(RECORDS SUPPLIED Opens)

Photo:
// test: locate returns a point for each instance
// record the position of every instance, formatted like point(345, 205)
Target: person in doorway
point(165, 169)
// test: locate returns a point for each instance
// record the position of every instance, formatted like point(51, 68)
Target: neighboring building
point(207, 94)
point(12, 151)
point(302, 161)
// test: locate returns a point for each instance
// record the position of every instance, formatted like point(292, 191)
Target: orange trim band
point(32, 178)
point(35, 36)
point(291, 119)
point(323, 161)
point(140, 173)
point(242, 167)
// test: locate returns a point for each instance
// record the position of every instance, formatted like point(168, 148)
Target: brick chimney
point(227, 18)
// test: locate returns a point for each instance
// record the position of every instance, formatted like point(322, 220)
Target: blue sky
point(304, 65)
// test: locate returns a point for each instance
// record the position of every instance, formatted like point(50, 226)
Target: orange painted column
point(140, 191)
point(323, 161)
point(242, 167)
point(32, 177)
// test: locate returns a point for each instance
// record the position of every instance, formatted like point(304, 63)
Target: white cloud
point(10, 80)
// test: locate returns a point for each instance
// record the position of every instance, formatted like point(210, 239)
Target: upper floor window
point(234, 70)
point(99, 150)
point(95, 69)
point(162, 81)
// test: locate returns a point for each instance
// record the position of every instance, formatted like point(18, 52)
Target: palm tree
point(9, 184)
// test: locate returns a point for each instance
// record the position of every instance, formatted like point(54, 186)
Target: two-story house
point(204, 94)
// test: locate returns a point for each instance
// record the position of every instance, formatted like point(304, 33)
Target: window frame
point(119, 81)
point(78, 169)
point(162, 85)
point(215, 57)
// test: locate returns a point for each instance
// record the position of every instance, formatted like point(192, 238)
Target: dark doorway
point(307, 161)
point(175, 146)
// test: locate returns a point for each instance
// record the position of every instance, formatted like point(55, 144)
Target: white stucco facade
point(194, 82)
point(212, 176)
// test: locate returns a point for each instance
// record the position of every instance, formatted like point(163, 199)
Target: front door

(RECORDS SUPPLIED Closes)

Exactly as shown above, copy out the material.

Photo:
// test: locate returns a point for each instance
// record the position of every instance, formatted like point(345, 205)
Target: person in doorway
point(165, 169)
// test: locate returns a point for each instance
// record the position of every instance, formatted like point(51, 68)
Target: neighboring building
point(207, 94)
point(12, 151)
point(302, 161)
// test: locate returns a point for each instance
// record the position of every instance, formatted like point(292, 191)
Target: orange trim band
point(32, 178)
point(35, 36)
point(291, 119)
point(323, 161)
point(140, 173)
point(242, 167)
// test: locate returns a point for each instance
// record the position of every instance, formatted like point(168, 148)
Target: brick chimney
point(227, 18)
// test: locate returns a point for each instance
// record the position of every instance, formatted like point(322, 220)
Target: blue sky
point(304, 65)
// test: locate returns a point for each instance
// record the position of every instance, formatted like point(50, 226)
Target: orange painted column
point(140, 191)
point(323, 161)
point(242, 167)
point(32, 177)
// test: locate returns a point for each instance
// record the position of every instance, formatted like point(304, 63)
Target: white cloud
point(10, 80)
// test: locate returns a point for each instance
// record the position of every instance, formatted like point(210, 239)
Target: upper floor window
point(234, 70)
point(99, 150)
point(95, 69)
point(162, 81)
// test: locate returns a point for each instance
// record the position of every instance, formatted like point(18, 52)
Target: palm tree
point(9, 184)
// test: locate returns a point for each instance
// record the position of every instance, formatted like point(54, 186)
Target: two-story house
point(204, 94)
// test: locate returns a point for each instance
// record the position of every instance, formatted like point(304, 33)
Target: window frame
point(119, 81)
point(78, 169)
point(162, 85)
point(215, 57)
// test: locate returns a point for each instance
// record the position of every instance, formatted like point(192, 238)
Target: dark doorway
point(307, 161)
point(175, 146)
// test: locate returns a point for each instance
// record the position of every instance, formatted like point(55, 144)
Target: white stucco facade
point(194, 82)
point(212, 176)
// test: locate returns a point for each instance
// record the position of every instance, formatted like point(163, 199)
Target: front door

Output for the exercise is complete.